● To be done: Summarize the short-selling text below in exactly two sentences.

Apple (AAPL) is a very good candidate for Short selling. The overall trend is lower, but specifically speaking, we can see the Laguerre Filter pointing downward in addition to a precise Darvas Box Short signal under 428.75 level:

Corning (GLW), a specialty glass manufacturing company that sells her products to high technology systems has also experienced a steady decline in stock price since late May, being a good candidate for Short selling.

Although it’s a bumpy position, when sound analysis techniques are taking place, you will be on the right side of any positions on the long run –

As the daily story says Sell! the 60 minute chart looks for high potential entry points.

A declining Laguerre Filter tells us to be ready, the Daras Box prints the red line on 14.82 and we are ready to get into a short position. A few days of a bumpy ride but eventually the Magic Bar of 6/18 comes for help and hints of a high probability reversal.

(Object position labeling listing)
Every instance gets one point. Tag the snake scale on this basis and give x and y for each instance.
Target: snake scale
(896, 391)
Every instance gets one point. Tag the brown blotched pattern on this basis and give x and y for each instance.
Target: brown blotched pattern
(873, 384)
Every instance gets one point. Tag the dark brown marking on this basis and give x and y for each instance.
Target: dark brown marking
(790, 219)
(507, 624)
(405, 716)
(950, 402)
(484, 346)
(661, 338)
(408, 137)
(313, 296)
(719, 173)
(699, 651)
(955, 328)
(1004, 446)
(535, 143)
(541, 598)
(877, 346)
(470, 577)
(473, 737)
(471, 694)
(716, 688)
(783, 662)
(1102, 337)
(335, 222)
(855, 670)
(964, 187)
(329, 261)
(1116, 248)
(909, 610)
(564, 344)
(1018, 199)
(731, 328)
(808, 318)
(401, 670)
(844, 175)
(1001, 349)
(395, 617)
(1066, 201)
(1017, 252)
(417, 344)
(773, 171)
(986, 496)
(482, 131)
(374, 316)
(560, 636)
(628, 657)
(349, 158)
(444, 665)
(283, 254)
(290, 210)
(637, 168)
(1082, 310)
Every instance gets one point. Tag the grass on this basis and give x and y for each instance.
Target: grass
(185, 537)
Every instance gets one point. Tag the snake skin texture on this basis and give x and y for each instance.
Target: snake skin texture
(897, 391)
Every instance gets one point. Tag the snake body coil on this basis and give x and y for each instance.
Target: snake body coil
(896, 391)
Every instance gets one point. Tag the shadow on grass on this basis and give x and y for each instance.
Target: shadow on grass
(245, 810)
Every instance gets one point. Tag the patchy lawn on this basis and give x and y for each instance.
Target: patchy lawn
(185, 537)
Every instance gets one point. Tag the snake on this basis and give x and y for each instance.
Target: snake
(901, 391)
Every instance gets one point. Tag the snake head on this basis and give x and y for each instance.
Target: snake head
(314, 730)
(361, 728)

● Written reply: Apple (AAPL) is called a very good candidate for short selling, with a lower overall trend, a downward Laguerre Filter, and a Darvas Box short signal under the 428.75 level. Corning (GLW), a specialty glass maker whose stock has declined steadily since late May, is also named a good short candidate, and on the 60 minute chart a declining Laguerre Filter and a red line at 14.82 mark the short entry, with the Magic Bar of 6/18 hinting at a high probability reversal.